* **Goal of the exercise**: Word for word, write the lines below out again, with no pictures.

===== Task data

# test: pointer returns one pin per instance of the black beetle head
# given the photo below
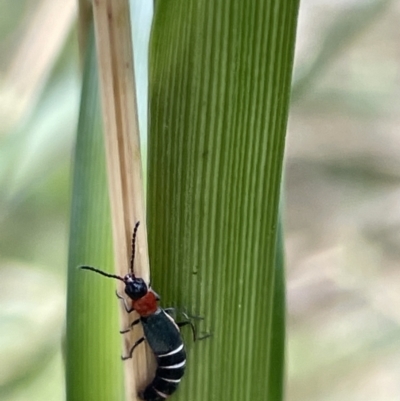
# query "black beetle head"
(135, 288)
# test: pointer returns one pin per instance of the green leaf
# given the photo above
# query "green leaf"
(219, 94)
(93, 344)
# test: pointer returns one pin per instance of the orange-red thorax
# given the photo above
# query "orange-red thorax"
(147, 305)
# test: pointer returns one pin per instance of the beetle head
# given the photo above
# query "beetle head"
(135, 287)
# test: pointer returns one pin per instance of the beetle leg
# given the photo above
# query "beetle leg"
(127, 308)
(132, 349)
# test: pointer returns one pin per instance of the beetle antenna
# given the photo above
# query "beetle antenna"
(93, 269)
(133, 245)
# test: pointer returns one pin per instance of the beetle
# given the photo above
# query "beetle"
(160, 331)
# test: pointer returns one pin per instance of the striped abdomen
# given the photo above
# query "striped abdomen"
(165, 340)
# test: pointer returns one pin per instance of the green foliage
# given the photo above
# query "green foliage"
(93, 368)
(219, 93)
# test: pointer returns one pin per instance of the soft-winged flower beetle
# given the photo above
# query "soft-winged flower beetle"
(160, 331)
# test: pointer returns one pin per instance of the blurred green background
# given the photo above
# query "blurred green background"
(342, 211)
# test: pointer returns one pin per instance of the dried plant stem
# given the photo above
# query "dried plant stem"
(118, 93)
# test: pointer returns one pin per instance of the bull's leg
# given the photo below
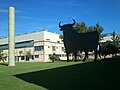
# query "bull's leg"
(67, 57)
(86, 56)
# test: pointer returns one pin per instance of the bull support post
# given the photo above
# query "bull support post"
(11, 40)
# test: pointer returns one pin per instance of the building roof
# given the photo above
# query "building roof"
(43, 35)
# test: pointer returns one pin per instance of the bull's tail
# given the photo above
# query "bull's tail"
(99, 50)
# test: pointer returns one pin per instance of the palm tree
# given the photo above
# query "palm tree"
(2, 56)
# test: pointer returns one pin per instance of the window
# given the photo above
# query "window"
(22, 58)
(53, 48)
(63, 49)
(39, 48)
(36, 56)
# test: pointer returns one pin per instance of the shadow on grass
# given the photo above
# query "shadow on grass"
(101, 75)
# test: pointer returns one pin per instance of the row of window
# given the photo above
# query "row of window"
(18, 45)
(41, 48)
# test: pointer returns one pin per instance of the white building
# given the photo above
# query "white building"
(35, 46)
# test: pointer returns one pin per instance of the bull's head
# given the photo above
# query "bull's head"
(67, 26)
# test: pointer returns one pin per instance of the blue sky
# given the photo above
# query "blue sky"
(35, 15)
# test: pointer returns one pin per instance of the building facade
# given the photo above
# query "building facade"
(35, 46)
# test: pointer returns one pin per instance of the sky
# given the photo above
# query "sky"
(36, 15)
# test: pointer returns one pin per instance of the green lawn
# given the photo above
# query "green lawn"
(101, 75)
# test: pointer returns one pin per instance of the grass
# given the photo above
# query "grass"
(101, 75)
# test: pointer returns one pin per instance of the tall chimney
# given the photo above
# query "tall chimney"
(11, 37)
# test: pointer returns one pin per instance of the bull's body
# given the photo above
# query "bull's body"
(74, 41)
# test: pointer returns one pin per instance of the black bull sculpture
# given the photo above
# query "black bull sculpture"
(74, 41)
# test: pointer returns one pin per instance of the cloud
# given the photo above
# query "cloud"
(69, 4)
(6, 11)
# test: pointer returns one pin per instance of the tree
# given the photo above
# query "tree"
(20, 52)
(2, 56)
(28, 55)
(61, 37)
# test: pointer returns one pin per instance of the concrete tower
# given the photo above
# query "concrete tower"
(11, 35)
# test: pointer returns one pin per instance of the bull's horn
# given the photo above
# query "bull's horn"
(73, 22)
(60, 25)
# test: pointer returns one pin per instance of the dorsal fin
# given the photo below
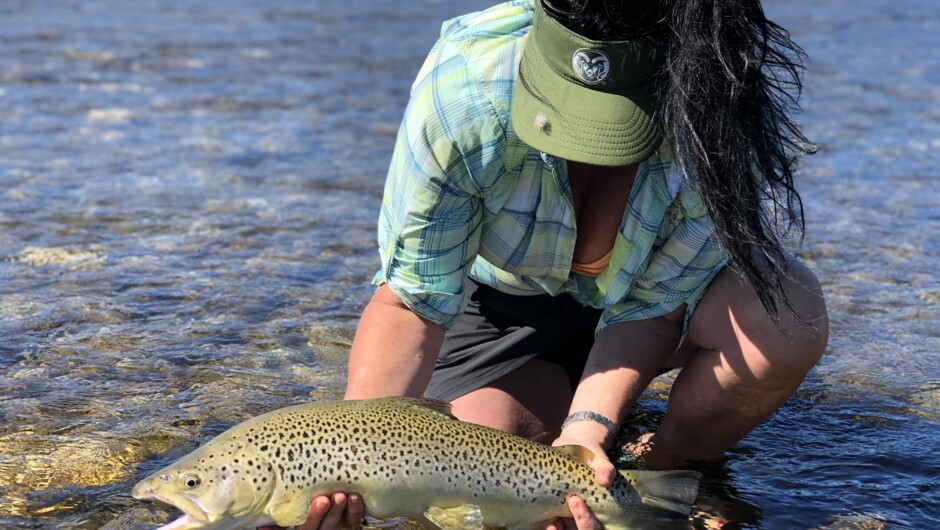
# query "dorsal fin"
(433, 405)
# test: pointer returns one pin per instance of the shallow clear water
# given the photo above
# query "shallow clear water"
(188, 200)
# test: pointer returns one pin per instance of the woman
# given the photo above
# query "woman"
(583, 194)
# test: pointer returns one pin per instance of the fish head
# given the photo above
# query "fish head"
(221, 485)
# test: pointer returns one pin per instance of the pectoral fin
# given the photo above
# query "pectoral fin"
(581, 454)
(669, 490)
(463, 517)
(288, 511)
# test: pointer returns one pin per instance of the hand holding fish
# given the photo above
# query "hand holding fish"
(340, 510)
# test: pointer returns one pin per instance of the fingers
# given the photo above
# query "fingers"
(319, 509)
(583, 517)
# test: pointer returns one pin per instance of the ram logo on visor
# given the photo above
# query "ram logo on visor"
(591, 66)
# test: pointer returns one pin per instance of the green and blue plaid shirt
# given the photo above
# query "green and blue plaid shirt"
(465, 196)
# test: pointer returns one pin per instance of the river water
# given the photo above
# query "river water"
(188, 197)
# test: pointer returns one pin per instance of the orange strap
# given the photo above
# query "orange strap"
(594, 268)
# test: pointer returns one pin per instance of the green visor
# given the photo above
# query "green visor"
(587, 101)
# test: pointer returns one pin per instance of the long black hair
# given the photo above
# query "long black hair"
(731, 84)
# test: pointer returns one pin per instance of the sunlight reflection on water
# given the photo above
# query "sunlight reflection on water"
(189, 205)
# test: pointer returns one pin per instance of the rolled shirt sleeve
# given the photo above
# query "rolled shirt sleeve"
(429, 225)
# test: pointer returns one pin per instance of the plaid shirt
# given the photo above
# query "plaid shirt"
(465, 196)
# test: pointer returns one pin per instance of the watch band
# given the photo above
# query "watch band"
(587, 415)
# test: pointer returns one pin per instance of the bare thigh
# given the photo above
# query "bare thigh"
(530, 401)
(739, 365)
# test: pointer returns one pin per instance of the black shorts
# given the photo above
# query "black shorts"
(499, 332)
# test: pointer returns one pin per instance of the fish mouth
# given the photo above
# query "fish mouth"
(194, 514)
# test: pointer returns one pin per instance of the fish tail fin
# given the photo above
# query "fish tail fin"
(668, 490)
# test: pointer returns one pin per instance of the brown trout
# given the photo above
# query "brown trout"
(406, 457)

==========

* **Result**:
# test: pointer returns one pin per instance of the black beetle head
# given the photo below
# query "black beetle head"
(135, 288)
# test: pointer returns one pin per instance of the green leaf
# given the photo above
# query "green leaf"
(219, 94)
(93, 344)
# test: pointer returns one pin per instance of the orange-red thorax
# given the photo above
# query "orange-red thorax"
(147, 305)
# test: pointer returns one pin per instance of the beetle head
# given the photo above
# query "beetle head"
(135, 287)
# test: pointer returns one pin per instance of the beetle leg
# given the photo above
# query "beetle leg"
(127, 308)
(132, 349)
# test: pointer returns one pin per instance of the beetle antenna
# given the photo above
# query "beetle antenna"
(93, 269)
(133, 245)
# test: pointer returns one pin per instance of the beetle
# given the photo above
# query "beetle"
(160, 331)
# test: pointer returns one pin per instance of the striped abdomen
# given the photo above
# query "striped abdomen"
(165, 340)
# test: pointer returns one pin per instance of the green foliage
# given the photo above
# query "green foliage"
(93, 368)
(219, 93)
# test: pointer returns one pin per instance of the soft-winged flower beetle
# given the photo above
# query "soft-winged flower beetle"
(160, 331)
# test: pointer returns one pin per instance of the blurred green background
# given the photo above
# query "blurred green background"
(342, 211)
# test: pointer returns one pin per instance of the dried plant stem
# given the photo above
# query "dried plant stem"
(118, 93)
# test: pointer returns one pin per instance of the bull's leg
# given the photo below
# query "bull's leg"
(67, 57)
(86, 56)
# test: pointer returns one pin per instance of the bull support post
# given the photo above
# query "bull support post"
(11, 40)
# test: pointer returns one pin per instance of the building roof
# given the photo above
# query "building roof"
(43, 35)
# test: pointer returns one pin per instance of the bull's tail
# given the photo above
# query "bull's tail"
(99, 50)
# test: pointer returns one pin per instance of the palm tree
# given the photo above
# query "palm tree"
(2, 56)
# test: pointer returns one pin per instance of the window
# given the photo above
# query "window"
(22, 58)
(53, 48)
(63, 49)
(39, 48)
(36, 56)
# test: pointer returns one pin per instance of the shadow on grass
# given the photo above
# query "shadow on grass"
(101, 75)
# test: pointer returns one pin per instance of the row of window
# given the photo above
# query "row of window"
(18, 45)
(41, 48)
# test: pointer returns one pin per instance of the white building
# given the photo above
# query "white building"
(35, 46)
# test: pointer returns one pin per instance of the bull's head
# given the photo above
# query "bull's head"
(67, 26)
# test: pointer returns one pin per instance of the blue sky
# given the photo above
# query "blue sky"
(35, 15)
# test: pointer returns one pin per instance of the building facade
# given the photo above
# query "building facade"
(35, 46)
# test: pointer returns one pin per instance of the sky
# given the photo above
# query "sky"
(36, 15)
# test: pointer returns one pin per instance of the green lawn
# given the photo above
# query "green lawn"
(101, 75)
# test: pointer returns one pin per instance of the grass
# given the photo above
# query "grass"
(101, 75)
# test: pointer returns one pin per instance of the tall chimney
# given the photo above
# query "tall chimney"
(11, 37)
# test: pointer returns one pin per instance of the bull's body
# given the photo above
# query "bull's body"
(74, 41)
# test: pointer returns one pin per instance of the black bull sculpture
# given the photo above
# query "black bull sculpture"
(74, 41)
# test: pointer returns one pin per instance of the cloud
# given the photo above
# query "cloud"
(69, 4)
(6, 11)
# test: pointer returns one pin per instance of the tree
# given the photo above
# query "tree"
(20, 52)
(2, 56)
(28, 55)
(61, 37)
# test: pointer returns one pin per instance of the concrete tower
# given the photo above
# query "concrete tower"
(11, 35)
# test: pointer returns one pin per instance of the bull's horn
# given the photo above
# query "bull's horn"
(73, 22)
(60, 25)
# test: pointer returns one pin per instance of the dorsal fin
# given the photo below
# query "dorsal fin"
(433, 405)
# test: pointer returns one pin per instance of the shallow clear water
# given the photo above
# query "shallow clear water"
(188, 200)
# test: pointer returns one pin per instance of the woman
# given the photo above
# query "woman"
(583, 194)
# test: pointer returns one pin per instance of the fish head
# given the photo above
# query "fish head"
(221, 485)
# test: pointer returns one pin per instance of the pectoral fin
# given the photo above
# query "pectoral fin"
(581, 454)
(669, 490)
(463, 517)
(288, 511)
# test: pointer returns one pin per instance of the hand holding fish
# given the photo above
# query "hand holding fish"
(340, 510)
# test: pointer returns one pin per instance of the fingers
# given the photo above
# query "fingers"
(319, 509)
(583, 517)
# test: pointer returns one pin per instance of the ram logo on visor
# given the photo above
# query "ram logo on visor"
(591, 66)
# test: pointer returns one pin per instance of the green and blue plaid shirt
# given the photo above
# query "green and blue plaid shirt"
(465, 196)
# test: pointer returns one pin per instance of the river water
# given the photo above
# query "river water"
(188, 197)
# test: pointer returns one pin per instance of the orange strap
# given the photo above
# query "orange strap"
(594, 268)
# test: pointer returns one pin per instance of the green visor
# given the photo above
# query "green visor"
(587, 101)
# test: pointer returns one pin per instance of the long black hair
# given the photo above
# query "long black hair"
(731, 84)
# test: pointer returns one pin per instance of the sunlight reflection on water
# given the photo above
# query "sunlight reflection on water"
(189, 205)
# test: pointer returns one pin per instance of the rolled shirt sleeve
# given the photo above
# query "rolled shirt sleeve"
(429, 225)
# test: pointer returns one pin per instance of the plaid shirt
# given the photo above
# query "plaid shirt"
(465, 196)
# test: pointer returns one pin per instance of the watch band
# given the photo above
# query "watch band"
(587, 415)
# test: pointer returns one pin per instance of the bare thigh
# given the photo above
# query "bare thigh"
(530, 401)
(739, 365)
# test: pointer returns one pin per instance of the black shorts
# given the photo above
# query "black shorts"
(499, 332)
# test: pointer returns one pin per instance of the fish mouth
# given the photo above
# query "fish mouth"
(194, 514)
# test: pointer returns one pin per instance of the fish tail fin
# given the photo above
# query "fish tail fin"
(668, 490)
# test: pointer returns one pin per instance of the brown trout
# given the photo above
# query "brown trout"
(406, 457)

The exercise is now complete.